▸ Work to do:
It is required that all of the data be written out exactly.

▸ Listed entries:
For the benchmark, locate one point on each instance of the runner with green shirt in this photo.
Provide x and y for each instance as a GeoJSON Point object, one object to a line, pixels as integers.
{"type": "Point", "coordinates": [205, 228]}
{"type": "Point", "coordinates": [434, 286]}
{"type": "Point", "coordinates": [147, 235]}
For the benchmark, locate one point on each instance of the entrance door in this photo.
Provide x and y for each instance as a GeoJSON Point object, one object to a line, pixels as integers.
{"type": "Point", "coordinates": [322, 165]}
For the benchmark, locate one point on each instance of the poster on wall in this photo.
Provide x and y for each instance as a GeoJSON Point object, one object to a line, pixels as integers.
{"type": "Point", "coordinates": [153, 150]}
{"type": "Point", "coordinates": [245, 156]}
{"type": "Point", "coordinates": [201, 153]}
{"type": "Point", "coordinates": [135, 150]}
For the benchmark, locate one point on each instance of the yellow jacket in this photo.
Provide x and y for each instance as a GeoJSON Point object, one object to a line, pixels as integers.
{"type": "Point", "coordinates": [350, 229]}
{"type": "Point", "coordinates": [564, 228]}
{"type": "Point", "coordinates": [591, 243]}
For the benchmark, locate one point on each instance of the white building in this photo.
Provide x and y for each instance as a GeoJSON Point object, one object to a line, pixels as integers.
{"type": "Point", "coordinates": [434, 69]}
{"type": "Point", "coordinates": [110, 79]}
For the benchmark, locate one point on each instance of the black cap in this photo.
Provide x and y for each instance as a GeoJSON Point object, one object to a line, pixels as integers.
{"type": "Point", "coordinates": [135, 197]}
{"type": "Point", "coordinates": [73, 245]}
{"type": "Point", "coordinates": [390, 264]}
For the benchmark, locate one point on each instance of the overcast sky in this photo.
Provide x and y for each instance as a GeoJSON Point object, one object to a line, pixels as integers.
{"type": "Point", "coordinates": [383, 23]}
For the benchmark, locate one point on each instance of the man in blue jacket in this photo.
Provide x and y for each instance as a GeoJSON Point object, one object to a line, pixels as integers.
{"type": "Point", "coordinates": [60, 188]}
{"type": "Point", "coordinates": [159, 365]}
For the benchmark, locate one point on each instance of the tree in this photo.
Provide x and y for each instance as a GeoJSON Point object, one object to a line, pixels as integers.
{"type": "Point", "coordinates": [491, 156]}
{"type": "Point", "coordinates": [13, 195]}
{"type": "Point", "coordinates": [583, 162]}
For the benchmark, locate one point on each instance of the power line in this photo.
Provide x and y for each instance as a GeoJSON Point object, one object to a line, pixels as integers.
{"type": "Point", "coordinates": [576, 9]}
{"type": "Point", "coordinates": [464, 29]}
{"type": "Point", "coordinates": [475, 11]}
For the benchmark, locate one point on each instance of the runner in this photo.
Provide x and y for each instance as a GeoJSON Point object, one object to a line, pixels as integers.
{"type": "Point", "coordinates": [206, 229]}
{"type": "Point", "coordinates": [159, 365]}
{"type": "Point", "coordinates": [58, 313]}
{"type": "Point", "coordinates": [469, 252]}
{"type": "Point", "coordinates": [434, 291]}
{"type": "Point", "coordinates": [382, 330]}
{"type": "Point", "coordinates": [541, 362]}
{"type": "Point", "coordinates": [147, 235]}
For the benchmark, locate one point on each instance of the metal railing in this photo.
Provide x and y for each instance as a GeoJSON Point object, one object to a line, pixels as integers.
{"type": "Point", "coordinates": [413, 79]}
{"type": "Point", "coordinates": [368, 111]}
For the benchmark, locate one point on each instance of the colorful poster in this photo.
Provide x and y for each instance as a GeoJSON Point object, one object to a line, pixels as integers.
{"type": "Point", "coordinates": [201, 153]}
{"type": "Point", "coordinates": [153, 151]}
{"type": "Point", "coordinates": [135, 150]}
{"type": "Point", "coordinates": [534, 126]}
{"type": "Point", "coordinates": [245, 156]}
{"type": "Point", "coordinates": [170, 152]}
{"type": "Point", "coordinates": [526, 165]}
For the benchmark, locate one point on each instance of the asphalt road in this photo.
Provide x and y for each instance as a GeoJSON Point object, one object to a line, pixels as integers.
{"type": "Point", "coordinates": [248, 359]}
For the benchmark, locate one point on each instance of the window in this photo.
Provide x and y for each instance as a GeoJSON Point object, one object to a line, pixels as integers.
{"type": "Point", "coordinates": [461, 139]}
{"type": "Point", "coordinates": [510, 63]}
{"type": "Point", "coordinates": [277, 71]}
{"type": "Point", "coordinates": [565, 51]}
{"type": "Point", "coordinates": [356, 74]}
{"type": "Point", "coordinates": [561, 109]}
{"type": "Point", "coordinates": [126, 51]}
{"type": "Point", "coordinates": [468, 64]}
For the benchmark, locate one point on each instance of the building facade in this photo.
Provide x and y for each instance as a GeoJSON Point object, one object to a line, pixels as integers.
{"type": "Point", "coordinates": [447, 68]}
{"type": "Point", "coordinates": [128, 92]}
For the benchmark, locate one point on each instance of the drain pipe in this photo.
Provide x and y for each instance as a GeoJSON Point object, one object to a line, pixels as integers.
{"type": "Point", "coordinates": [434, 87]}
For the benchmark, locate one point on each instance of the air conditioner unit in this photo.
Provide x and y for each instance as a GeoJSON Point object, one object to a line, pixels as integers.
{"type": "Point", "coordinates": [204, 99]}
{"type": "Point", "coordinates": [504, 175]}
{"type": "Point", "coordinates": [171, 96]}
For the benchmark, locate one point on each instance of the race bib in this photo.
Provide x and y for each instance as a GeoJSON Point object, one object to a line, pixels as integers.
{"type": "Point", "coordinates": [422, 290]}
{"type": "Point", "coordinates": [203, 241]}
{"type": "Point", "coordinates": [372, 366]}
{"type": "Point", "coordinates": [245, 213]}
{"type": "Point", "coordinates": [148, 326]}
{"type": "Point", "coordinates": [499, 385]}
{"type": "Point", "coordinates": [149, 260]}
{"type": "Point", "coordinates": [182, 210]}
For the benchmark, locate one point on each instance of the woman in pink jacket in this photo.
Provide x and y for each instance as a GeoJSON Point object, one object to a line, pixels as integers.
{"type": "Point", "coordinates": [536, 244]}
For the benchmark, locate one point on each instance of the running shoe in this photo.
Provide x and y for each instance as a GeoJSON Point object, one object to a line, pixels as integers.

▸ Right answer:
For the benchmark, locate one point on each instance of the runner with green shirt in this photo.
Provide x and y for each instance as a GeoJSON Point object, one object to a line, pixels as integers.
{"type": "Point", "coordinates": [205, 228]}
{"type": "Point", "coordinates": [434, 286]}
{"type": "Point", "coordinates": [147, 235]}
For the benchmark, locate one point on each instance of the entrance door in this photo.
Provide x and y for each instance as a GeoJSON Point object, one object to a line, pixels as integers.
{"type": "Point", "coordinates": [322, 165]}
For the benchmark, locate one point on each instance of the poster on wall in this photo.
Provide x and y for each instance as a GeoJSON Point object, one object to a line, pixels as integers.
{"type": "Point", "coordinates": [153, 150]}
{"type": "Point", "coordinates": [245, 156]}
{"type": "Point", "coordinates": [201, 153]}
{"type": "Point", "coordinates": [135, 150]}
For the benchmark, locate one point on each instance of the yellow jacket in this photo.
Provide x and y for each instance as a GeoJSON Point object, one object to a line, pixels as integers.
{"type": "Point", "coordinates": [350, 229]}
{"type": "Point", "coordinates": [564, 228]}
{"type": "Point", "coordinates": [591, 243]}
For the benchmark, locate one point on each instance of the white building in this photo.
Provide x and y for each instance as a GeoJSON Point object, one object to a line, pixels as integers.
{"type": "Point", "coordinates": [434, 69]}
{"type": "Point", "coordinates": [110, 79]}
For the benchmark, locate one point on each instance of the black cap in this photo.
Provide x and y for each instance as a GeoJSON Point object, one object to a line, pixels as integers.
{"type": "Point", "coordinates": [135, 197]}
{"type": "Point", "coordinates": [73, 245]}
{"type": "Point", "coordinates": [390, 264]}
For the benchmark, locate one point on each instance of the overcast sky in this photo.
Provide x and y for each instance as a GeoJSON Point object, one object to a line, pixels as integers.
{"type": "Point", "coordinates": [383, 23]}
For the benchmark, locate one point on each instance of the man in blue jacket in this photo.
Provide x and y for each instance as a GeoJSON Point object, one object to a line, pixels as integers.
{"type": "Point", "coordinates": [60, 188]}
{"type": "Point", "coordinates": [159, 365]}
For the benchmark, locate one point on each instance of the tree in this photo.
Provide x and y for each instance as a GeoJSON Point object, one object to a line, pixels as integers.
{"type": "Point", "coordinates": [491, 156]}
{"type": "Point", "coordinates": [13, 195]}
{"type": "Point", "coordinates": [583, 162]}
For the benchmark, locate one point on each instance of the power line in this photo.
Provide x and y for each instance as a GeoJSON Point object, one object to a line, pixels as integers.
{"type": "Point", "coordinates": [576, 9]}
{"type": "Point", "coordinates": [464, 29]}
{"type": "Point", "coordinates": [475, 11]}
For the benchmark, locate one point on each instance of the runner in this photo.
Provide x and y for each instance as a GeoJSON Point object, one object to a line, pixels as integers.
{"type": "Point", "coordinates": [206, 229]}
{"type": "Point", "coordinates": [159, 365]}
{"type": "Point", "coordinates": [58, 313]}
{"type": "Point", "coordinates": [469, 252]}
{"type": "Point", "coordinates": [434, 291]}
{"type": "Point", "coordinates": [382, 330]}
{"type": "Point", "coordinates": [541, 362]}
{"type": "Point", "coordinates": [147, 235]}
For the benchmark, locate one point on each instance of the metal railing in this photo.
Provide x and y for each instance as a GeoJSON Point object, one object to a line, pixels as integers.
{"type": "Point", "coordinates": [413, 79]}
{"type": "Point", "coordinates": [368, 111]}
For the benchmark, locate one point on each instance of the colorful poster in this photo.
Provide x and y for each instance as a GeoJSON Point object, one object to a line, pixels as integers.
{"type": "Point", "coordinates": [201, 153]}
{"type": "Point", "coordinates": [153, 151]}
{"type": "Point", "coordinates": [135, 150]}
{"type": "Point", "coordinates": [534, 126]}
{"type": "Point", "coordinates": [245, 156]}
{"type": "Point", "coordinates": [170, 152]}
{"type": "Point", "coordinates": [526, 165]}
For the benchmark, locate one point on each instance of the asphalt road in this photo.
Provide x and y for each instance as a GeoJSON Point object, one object to a line, pixels as integers.
{"type": "Point", "coordinates": [248, 359]}
For the benchmark, locate one point on each instance of the window in this photo.
Provide x and y for each instance as a GeoJSON Point object, one object to a line, pixels as integers.
{"type": "Point", "coordinates": [461, 139]}
{"type": "Point", "coordinates": [510, 63]}
{"type": "Point", "coordinates": [277, 71]}
{"type": "Point", "coordinates": [565, 51]}
{"type": "Point", "coordinates": [356, 74]}
{"type": "Point", "coordinates": [561, 109]}
{"type": "Point", "coordinates": [126, 51]}
{"type": "Point", "coordinates": [468, 64]}
For the benchmark, locate one point on each instance of the building facade in this photo.
Provide x and y for each instance as a GeoJSON Point object, one object to a line, pixels as integers.
{"type": "Point", "coordinates": [447, 68]}
{"type": "Point", "coordinates": [128, 92]}
For the benchmark, locate one point on each instance of the drain pipe in this photo.
Provide x and y for each instance as a GeoJSON Point object, one object to a line, pixels as integers.
{"type": "Point", "coordinates": [434, 87]}
For the benchmark, locate one point on each instance of the air conditioner unit in this photo.
Provide x and y for each instance as a GeoJSON Point object, one object to a line, pixels as integers.
{"type": "Point", "coordinates": [204, 99]}
{"type": "Point", "coordinates": [504, 175]}
{"type": "Point", "coordinates": [171, 96]}
For the benchmark, locate one point on each instance of the race bib in this photo.
Provide x and y for each instance as a GeoJSON Point object, one object to a line, pixels as integers.
{"type": "Point", "coordinates": [422, 290]}
{"type": "Point", "coordinates": [203, 241]}
{"type": "Point", "coordinates": [372, 366]}
{"type": "Point", "coordinates": [245, 213]}
{"type": "Point", "coordinates": [148, 326]}
{"type": "Point", "coordinates": [499, 385]}
{"type": "Point", "coordinates": [149, 260]}
{"type": "Point", "coordinates": [182, 210]}
For the benchmark, locate one point on each instance of the woman in pink jacket in this photo.
Provide x and y for each instance as a GeoJSON Point object, one object to a line, pixels as integers.
{"type": "Point", "coordinates": [536, 244]}
For the benchmark, locate one point on each instance of the running shoe in this photo.
Provide x and y for each instance as a GeoJSON Point object, one object to a line, pixels as integers.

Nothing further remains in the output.